_ASSIGNED TASK_
Each and every line of the data must appear exactly as given.
--------------------------------------------------
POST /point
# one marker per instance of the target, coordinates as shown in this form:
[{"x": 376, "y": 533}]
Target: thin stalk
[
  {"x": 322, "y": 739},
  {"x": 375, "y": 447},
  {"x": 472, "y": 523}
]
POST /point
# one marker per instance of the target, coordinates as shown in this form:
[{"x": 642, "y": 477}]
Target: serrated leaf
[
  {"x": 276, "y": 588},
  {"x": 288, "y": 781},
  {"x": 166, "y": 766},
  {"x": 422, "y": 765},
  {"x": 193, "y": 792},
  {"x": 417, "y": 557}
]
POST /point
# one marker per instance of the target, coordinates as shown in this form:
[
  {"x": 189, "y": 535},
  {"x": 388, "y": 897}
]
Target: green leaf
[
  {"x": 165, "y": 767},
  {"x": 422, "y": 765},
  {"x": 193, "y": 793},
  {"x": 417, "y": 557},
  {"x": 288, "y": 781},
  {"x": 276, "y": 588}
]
--------------------------------------------------
_WRITTEN REPLY_
POST /point
# one marker per instance of the target, coordinates as shown in this form:
[{"x": 376, "y": 533}]
Target: thin stalk
[
  {"x": 322, "y": 739},
  {"x": 375, "y": 447},
  {"x": 472, "y": 523}
]
POST /point
# one marker per instance of the target, coordinates as shown in this form:
[{"x": 642, "y": 477}]
Target: serrated leaf
[
  {"x": 276, "y": 588},
  {"x": 288, "y": 781},
  {"x": 166, "y": 766},
  {"x": 422, "y": 765},
  {"x": 193, "y": 792},
  {"x": 417, "y": 557}
]
POST /point
# one marker per instance of the target, coordinates as shown in this form:
[
  {"x": 189, "y": 535},
  {"x": 388, "y": 897}
]
Target: green leaf
[
  {"x": 165, "y": 767},
  {"x": 422, "y": 765},
  {"x": 193, "y": 793},
  {"x": 417, "y": 557},
  {"x": 288, "y": 781},
  {"x": 276, "y": 588}
]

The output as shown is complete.